■ What to produce: Exactly the lines from the one with "Would you be so kind as to point out the elbow" through the end of the material are to be output, both included, with no other text.

■ Given records:
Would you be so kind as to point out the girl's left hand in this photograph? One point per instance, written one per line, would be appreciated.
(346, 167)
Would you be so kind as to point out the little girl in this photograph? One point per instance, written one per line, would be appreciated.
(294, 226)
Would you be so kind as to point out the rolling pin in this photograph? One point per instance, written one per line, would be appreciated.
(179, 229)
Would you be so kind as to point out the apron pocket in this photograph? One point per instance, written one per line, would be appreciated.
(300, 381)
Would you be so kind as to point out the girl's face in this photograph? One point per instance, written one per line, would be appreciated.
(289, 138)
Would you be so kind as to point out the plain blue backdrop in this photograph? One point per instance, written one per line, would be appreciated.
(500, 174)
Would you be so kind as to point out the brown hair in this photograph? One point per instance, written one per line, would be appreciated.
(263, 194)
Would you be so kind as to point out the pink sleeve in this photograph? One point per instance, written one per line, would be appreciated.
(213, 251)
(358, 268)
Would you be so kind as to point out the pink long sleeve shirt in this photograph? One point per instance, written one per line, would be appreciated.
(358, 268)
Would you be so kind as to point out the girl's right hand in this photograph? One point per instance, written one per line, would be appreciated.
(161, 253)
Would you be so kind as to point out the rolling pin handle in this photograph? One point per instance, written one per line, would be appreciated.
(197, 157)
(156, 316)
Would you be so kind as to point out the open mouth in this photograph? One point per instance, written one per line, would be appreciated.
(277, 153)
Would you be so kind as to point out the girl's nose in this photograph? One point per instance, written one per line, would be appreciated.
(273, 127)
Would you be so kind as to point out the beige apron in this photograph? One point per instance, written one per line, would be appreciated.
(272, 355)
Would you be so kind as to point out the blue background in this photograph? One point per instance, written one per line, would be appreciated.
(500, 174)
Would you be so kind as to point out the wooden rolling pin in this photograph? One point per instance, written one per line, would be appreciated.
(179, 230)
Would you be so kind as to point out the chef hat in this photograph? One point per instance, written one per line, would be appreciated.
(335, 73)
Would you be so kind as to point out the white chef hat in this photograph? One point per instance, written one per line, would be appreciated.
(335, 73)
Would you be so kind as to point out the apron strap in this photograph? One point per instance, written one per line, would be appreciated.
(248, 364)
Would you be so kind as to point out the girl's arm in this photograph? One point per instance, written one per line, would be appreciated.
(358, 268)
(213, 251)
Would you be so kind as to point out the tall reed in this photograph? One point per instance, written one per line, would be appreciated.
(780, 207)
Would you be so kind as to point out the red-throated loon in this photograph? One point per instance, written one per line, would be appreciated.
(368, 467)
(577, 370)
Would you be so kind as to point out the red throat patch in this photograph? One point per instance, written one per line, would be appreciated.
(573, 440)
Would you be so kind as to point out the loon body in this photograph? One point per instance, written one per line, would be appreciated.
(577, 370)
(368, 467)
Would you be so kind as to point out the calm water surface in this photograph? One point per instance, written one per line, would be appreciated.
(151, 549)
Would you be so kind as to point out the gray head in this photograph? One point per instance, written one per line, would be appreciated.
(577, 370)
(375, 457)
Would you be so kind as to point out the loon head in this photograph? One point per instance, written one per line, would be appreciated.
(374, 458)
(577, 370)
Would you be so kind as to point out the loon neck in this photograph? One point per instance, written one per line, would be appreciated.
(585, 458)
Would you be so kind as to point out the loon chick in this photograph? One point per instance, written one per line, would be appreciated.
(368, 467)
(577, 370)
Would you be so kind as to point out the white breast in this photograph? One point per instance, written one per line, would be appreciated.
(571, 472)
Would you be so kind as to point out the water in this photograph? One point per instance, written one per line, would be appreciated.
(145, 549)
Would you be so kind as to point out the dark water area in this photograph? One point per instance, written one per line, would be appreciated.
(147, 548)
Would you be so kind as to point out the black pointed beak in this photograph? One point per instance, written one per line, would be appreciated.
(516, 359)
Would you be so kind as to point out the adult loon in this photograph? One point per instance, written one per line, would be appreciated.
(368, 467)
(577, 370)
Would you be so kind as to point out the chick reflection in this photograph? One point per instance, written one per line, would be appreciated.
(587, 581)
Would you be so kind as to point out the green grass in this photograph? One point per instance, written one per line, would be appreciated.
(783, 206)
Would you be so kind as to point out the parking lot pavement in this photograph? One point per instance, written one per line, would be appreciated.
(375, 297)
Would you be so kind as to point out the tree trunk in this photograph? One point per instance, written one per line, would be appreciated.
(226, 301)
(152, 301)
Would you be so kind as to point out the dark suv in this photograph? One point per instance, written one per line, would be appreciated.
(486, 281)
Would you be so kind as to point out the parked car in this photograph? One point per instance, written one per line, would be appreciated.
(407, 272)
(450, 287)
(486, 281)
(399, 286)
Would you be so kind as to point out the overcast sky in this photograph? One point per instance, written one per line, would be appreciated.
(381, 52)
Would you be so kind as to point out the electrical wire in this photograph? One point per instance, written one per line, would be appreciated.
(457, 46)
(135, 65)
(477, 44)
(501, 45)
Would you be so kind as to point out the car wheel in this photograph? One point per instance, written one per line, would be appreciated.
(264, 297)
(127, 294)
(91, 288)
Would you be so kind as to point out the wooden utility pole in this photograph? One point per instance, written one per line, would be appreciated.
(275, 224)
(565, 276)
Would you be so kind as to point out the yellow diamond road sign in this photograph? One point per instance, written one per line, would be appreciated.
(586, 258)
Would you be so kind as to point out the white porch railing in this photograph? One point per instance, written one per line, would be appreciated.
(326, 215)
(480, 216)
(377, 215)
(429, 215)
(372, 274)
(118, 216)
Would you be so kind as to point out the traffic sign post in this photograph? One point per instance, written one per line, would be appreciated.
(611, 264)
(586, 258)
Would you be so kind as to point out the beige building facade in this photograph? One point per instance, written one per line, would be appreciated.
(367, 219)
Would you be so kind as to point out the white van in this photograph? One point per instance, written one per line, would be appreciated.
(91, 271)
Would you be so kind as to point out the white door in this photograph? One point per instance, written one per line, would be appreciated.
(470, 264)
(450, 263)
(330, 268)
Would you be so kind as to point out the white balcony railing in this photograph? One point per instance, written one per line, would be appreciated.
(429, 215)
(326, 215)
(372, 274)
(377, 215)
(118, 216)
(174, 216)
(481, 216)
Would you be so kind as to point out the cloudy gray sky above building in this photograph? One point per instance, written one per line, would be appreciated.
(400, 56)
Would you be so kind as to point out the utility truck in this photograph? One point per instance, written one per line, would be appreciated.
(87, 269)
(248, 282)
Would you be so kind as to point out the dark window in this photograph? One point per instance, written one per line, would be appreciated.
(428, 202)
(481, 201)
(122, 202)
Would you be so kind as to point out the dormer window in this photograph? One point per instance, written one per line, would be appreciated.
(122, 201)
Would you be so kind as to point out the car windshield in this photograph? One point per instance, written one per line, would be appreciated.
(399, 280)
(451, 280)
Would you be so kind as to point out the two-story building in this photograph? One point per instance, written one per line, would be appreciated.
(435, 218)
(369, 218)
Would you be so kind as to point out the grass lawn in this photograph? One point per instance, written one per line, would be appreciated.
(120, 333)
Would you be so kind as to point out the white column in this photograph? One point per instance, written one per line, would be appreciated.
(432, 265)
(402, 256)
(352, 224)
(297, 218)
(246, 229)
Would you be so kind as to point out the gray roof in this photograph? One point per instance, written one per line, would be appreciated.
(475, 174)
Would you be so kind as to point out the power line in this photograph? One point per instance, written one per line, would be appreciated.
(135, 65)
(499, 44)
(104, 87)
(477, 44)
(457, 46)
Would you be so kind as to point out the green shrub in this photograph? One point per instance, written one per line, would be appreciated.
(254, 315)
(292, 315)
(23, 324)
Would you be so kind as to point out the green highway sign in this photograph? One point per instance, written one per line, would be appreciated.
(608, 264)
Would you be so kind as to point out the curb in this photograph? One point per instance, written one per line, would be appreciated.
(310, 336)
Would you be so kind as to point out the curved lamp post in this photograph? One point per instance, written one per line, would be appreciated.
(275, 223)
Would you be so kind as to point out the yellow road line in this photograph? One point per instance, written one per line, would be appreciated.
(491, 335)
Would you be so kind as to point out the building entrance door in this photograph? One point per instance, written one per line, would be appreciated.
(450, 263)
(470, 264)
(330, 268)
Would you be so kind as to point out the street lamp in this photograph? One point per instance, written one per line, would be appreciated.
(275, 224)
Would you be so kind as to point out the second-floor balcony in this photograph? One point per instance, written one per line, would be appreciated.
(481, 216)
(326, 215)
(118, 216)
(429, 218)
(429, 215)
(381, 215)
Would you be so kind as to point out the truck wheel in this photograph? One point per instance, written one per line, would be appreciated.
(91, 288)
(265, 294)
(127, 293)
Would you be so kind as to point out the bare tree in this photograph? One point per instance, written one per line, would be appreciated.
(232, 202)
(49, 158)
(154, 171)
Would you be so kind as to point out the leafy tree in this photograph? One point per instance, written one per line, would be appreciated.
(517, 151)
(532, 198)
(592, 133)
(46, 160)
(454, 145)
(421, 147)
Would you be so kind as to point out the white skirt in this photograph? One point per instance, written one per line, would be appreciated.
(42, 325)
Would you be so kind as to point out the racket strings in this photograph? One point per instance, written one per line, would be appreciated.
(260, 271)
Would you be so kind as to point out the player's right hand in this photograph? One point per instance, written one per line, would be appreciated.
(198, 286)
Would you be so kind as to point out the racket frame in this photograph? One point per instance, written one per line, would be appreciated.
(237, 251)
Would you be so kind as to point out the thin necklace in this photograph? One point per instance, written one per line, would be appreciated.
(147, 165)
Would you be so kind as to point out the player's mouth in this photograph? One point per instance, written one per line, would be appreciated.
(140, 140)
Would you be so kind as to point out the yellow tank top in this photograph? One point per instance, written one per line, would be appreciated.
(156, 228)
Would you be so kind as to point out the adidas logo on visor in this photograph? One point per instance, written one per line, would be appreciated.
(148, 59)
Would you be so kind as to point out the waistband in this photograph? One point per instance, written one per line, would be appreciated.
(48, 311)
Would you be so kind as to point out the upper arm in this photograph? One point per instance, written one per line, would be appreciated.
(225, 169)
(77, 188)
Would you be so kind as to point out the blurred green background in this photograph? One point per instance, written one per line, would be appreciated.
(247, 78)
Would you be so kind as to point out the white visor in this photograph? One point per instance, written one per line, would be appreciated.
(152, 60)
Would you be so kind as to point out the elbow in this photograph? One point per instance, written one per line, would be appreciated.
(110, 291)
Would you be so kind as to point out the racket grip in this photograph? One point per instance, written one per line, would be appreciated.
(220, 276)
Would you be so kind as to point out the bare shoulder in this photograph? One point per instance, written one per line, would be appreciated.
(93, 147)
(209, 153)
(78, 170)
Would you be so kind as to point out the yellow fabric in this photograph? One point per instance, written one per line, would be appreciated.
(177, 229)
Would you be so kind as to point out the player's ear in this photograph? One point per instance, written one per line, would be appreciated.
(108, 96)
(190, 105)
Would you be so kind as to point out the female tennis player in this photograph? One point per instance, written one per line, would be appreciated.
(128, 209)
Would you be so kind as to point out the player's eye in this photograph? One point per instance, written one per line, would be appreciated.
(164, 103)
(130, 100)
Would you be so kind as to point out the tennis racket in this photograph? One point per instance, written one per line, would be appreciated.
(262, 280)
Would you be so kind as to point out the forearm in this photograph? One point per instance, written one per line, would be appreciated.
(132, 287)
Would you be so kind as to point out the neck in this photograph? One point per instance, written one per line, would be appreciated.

■ Completed exercise:
Would you be so kind as to point out the elbow in this photograph? One point per instance, written one per line, would be appreciated.
(110, 291)
Would you be so kind as to point out the racket grip in this photograph? One point per instance, written one per line, would be appreciated.
(220, 276)
Would you be so kind as to point out the bare shoulder in this photograph? One point per instance, written one per line, would be appreciated.
(93, 147)
(209, 153)
(78, 170)
Would you be so kind as to point out the yellow fabric in this photograph? One point per instance, written one per line, would be appreciated.
(177, 229)
Would you be so kind as to point out the player's ear in this photograph? One point per instance, written one per line, would be appreciated.
(108, 96)
(190, 105)
Would you be so kind as to point out the female tennis player in this photograph? One point per instance, written one per line, would be appreciated.
(128, 209)
Would you be so kind as to point out the player's eye in this photograph? One point per instance, written one per line, would be appreciated.
(164, 103)
(130, 100)
Would you be so kind as to point out the tennis racket in this photograph? One point per instance, written one per line, would be appreciated.
(262, 280)
Would you be so kind as to point out the forearm in this photograph? One point per instance, written one per line, would be appreciated.
(132, 287)
Would you be so kind as to point out the neck in this photograph? One point per instance, written one per line, would be appreciated.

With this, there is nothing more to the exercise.